___ Исходный текст ___
За очень немногими исключениями, все в Европе верили этому, и эта всеобщая вера в значительной мере способствовала тому, что если негодование европейского общества не совсем затихло, то, во всяком случае, действие его было парализовано.
Трусость и несогласия европейской дипломатии помогли, и Европа остановилась перед этим величественным проявлением якобы могущественного народа. Не посмели выступить против него и дали спокойно совершиться новому великому преступлению в Польше, не пойдя дальше смешных протестов.
Потом явились софисты, русские и не русские, одни платные, другие глупо ослепленные, – Прудон, великий Прудон, попал, к сожалению, в их ряды; они явились нам разъяснить, что будто бы польские революционеры – католики и аристократы, представители мира, осужденного погибнуть; тогда как русское правительство, со всеми своими палачами, представляет, против них, интересы демократии, интересы угнетенных крестьян и нового принципа экономической справедливости.
___
◆ **Письменные задания**
A: Перечислите интересы, которые, по утверждению софистов в отрывке о Польше, представляет русское правительство.
B: Допишите следующую часть отрывка о Польше, продолжив его с последнего приведенного предложения.
Записи здесь никакой роли не играют.
___ Извлеченные записи ___
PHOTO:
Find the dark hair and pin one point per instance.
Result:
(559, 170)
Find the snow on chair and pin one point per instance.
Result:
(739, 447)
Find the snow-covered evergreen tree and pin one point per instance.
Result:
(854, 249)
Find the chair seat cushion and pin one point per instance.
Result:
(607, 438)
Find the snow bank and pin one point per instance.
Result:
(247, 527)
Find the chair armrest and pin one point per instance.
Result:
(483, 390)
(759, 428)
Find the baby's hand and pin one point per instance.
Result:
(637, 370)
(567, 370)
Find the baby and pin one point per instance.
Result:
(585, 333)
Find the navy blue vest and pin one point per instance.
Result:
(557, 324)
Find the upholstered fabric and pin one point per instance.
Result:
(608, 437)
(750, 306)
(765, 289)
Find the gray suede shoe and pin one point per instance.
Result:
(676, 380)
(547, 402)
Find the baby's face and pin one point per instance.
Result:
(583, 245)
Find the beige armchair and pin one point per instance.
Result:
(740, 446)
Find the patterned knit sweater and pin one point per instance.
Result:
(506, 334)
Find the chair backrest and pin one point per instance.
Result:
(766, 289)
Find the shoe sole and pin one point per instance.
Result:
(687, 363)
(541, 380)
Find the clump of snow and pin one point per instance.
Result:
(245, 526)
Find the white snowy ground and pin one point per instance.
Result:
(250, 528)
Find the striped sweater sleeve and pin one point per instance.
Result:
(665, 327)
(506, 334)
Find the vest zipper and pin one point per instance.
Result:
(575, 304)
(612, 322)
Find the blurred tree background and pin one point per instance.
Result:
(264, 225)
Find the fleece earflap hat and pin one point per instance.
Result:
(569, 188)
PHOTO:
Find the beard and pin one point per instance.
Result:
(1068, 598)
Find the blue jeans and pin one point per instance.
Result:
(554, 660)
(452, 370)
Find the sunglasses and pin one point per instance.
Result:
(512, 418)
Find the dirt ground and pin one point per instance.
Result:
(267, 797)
___
◆ **Ответы по порядку**
A:
- интересы демократии
- интересы угнетенных крестьян
- интересы нового принципа экономической справедливости

B:
Вот ложь, которую осмелились распространять и которая нашла доверие в Европе, и все это способствовало значительному увеличению престижа и воображаемого могущества – могущества, которым никогда не следует пренебрегать Всероссийской Империи в Европе.
Нужно, чтобы европейское общество ничего не знало из всего того, что существует и что происходит в этой огромной стране, чтобы поверить всем этим выдумкам, распространяемым, прямо или косвенно, русской дипломатией. И особенно странно то, что та часть печати во всех странах, которая принадлежит польской эмиграции или находится под ее влиянием, помогла московской дипломатии, отождествляя везде и всегда русский народ с петербургским правительством. Неужели столь законная ненависть поляков к своим угнетателям настолько ослепила их, что они не понимают, что таким способом они оказывают услугу именно тем, кого они ненавидят? Или они действительно являются до такой степени сторонниками существующих экономических порядков, что предпочитают даже свирепый царский режим социальной революции русских крестьян?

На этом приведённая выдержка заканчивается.